Identical copies of all the records below are needed.

= = = = =

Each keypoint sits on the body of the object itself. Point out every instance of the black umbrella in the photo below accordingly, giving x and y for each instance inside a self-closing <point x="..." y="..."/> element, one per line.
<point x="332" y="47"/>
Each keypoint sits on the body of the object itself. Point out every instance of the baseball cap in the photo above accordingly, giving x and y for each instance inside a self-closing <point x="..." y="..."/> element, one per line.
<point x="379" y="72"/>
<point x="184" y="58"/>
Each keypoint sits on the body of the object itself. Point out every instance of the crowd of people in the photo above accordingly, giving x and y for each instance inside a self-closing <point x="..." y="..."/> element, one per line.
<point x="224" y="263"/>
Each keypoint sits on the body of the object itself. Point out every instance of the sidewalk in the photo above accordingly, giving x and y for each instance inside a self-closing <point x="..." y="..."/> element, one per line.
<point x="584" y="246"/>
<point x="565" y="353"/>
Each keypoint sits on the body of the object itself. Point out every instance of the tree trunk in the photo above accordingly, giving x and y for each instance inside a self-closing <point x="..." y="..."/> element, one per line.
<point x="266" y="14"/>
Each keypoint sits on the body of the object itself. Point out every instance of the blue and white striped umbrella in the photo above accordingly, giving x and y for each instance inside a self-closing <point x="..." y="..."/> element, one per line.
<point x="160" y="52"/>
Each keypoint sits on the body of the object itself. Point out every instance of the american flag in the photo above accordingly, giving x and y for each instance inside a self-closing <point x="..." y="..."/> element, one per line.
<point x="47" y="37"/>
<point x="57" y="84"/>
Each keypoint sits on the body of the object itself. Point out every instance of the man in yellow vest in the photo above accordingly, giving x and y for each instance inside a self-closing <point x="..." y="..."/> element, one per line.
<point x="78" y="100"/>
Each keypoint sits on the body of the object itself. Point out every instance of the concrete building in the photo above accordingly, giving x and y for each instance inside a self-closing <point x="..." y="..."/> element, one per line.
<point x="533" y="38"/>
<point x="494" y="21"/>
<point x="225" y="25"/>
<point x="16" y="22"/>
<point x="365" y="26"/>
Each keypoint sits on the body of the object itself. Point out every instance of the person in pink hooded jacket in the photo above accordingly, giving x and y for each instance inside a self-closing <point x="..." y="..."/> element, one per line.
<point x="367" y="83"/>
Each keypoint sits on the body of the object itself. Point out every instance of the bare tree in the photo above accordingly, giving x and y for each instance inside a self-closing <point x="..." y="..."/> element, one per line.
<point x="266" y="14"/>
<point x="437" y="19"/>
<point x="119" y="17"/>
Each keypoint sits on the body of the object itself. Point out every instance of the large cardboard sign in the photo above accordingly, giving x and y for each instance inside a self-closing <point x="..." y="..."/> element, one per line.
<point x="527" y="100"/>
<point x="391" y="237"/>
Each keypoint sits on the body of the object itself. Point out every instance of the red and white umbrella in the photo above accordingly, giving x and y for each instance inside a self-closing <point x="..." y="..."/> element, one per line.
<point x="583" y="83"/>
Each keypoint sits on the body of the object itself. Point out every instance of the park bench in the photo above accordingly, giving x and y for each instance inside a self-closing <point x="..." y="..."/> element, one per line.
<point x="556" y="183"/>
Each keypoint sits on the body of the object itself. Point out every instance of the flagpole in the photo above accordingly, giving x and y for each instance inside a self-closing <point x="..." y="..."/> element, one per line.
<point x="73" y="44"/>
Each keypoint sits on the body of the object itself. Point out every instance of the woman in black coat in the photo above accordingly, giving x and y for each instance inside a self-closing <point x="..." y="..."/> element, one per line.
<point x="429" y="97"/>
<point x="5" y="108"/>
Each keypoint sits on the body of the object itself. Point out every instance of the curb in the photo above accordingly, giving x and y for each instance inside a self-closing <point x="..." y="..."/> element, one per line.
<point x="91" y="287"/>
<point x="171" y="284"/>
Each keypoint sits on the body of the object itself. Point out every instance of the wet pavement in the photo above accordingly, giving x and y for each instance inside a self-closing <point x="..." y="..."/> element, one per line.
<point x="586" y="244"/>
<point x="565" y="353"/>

= = = = =

• **Exercise response**:
Each keypoint sits on the body of the object itself. Point out every instance of the black umbrella in the photo below accordingly, giving x and y for each instance inside a self-closing <point x="..." y="..."/> element, one per line.
<point x="332" y="47"/>
Each keypoint sits on the body of the object itself. Point out every instance of the baseball cap in the photo above accordingly, giving x and y for each instance inside a self-closing <point x="..." y="..."/> element, one per line.
<point x="379" y="72"/>
<point x="184" y="58"/>
Each keypoint sits on the body of the object itself. Point out every instance of the crowd of people in the photo above accordingly, giving x and y for each instance inside a self-closing <point x="..." y="..."/> element, one per line.
<point x="224" y="263"/>
Each keypoint sits on the body of the object itself. Point out every instance of the sidewalk in the photo above accordingly, giving x and y for each instance inside a self-closing <point x="..." y="..."/> element, one per line.
<point x="584" y="246"/>
<point x="565" y="353"/>
Each keypoint sits on the body of the object itself. Point out every instance of the tree trunk in the photo above accordingly, giving x and y for each instance inside a self-closing <point x="..." y="..."/> element, one per line.
<point x="266" y="14"/>
Each keypoint sits on the body of the object itself. Point out every instance of the blue and white striped umbrella in the photo above accordingly, giving x and y for each instance inside a self-closing <point x="..." y="..."/> element, one per line.
<point x="160" y="52"/>
Each keypoint sits on the body of the object itself. Point out every instance of the american flag in the photo above accordingly, giving x and y for each instance inside a self-closing <point x="..." y="..."/> element, one per line.
<point x="47" y="37"/>
<point x="57" y="84"/>
Each keypoint sits on the body of the object itself. Point out every instance of the man in yellow vest in the photo above accordingly, giving x and y for each instance inside a self-closing <point x="..." y="..."/> element, one per line.
<point x="78" y="100"/>
Each keypoint sits on the body of the object itself. Point out every instance of the concrete building in the photo above accordingly, giving x and y for each instance inside a self-closing <point x="..." y="..."/> element, one per line.
<point x="533" y="38"/>
<point x="494" y="21"/>
<point x="225" y="25"/>
<point x="16" y="22"/>
<point x="365" y="26"/>
Each keypoint sits on the body of the object itself. Point out every instance of the person in pink hooded jacket in the photo above accordingly, giving x and y for each instance inside a self-closing <point x="..." y="..."/> element, one per line.
<point x="367" y="83"/>
Each keypoint sits on the body of the object itself. Point out every instance of the bare tree in the photo above accordingly, giving x and y for each instance inside a self-closing <point x="..." y="..."/> element, one per line.
<point x="266" y="14"/>
<point x="437" y="19"/>
<point x="119" y="17"/>
Each keypoint sits on the body of the object itself. Point out every instance of the large cardboard sign in the photo above accordingly, giving x and y for each instance inside a self-closing <point x="..." y="..."/> element, one per line.
<point x="527" y="100"/>
<point x="391" y="237"/>
Each keypoint sits on the body of the object itself. Point out every instance of the red and white umbrella in the photo above accordingly, giving x and y for each instance inside a self-closing <point x="..." y="..."/> element, one per line.
<point x="583" y="83"/>
Each keypoint sits on the body of the object itself. Point out every instance of the park bench in the photo above accordingly, giving x and y for each instance inside a self-closing <point x="..." y="..."/> element, one per line.
<point x="556" y="183"/>
Each keypoint sits on the body of the object itself. Point out every instance of the flagpole in the photo above accordingly, giving x and y for each instance inside a self-closing <point x="..." y="..."/> element, one per line.
<point x="73" y="44"/>
Each keypoint sits on the body of the object itself. Point out every instance of the woman in black coat in the photo above accordingly, giving x and y for each instance inside a self-closing <point x="..." y="..."/> element, one per line.
<point x="429" y="97"/>
<point x="5" y="108"/>
Each keypoint sits on the body of the object itself. Point out every instance of the curb in the photo above accordingly, giving x and y for each instance inside a self-closing <point x="..." y="..."/> element, one per line.
<point x="91" y="287"/>
<point x="171" y="284"/>
Each keypoint sits on the body of the object itself. Point out every instance of the wet pavement in the photo above accordingly, giving x and y for each instance inside a self-closing <point x="..." y="..."/> element, one per line.
<point x="586" y="244"/>
<point x="565" y="353"/>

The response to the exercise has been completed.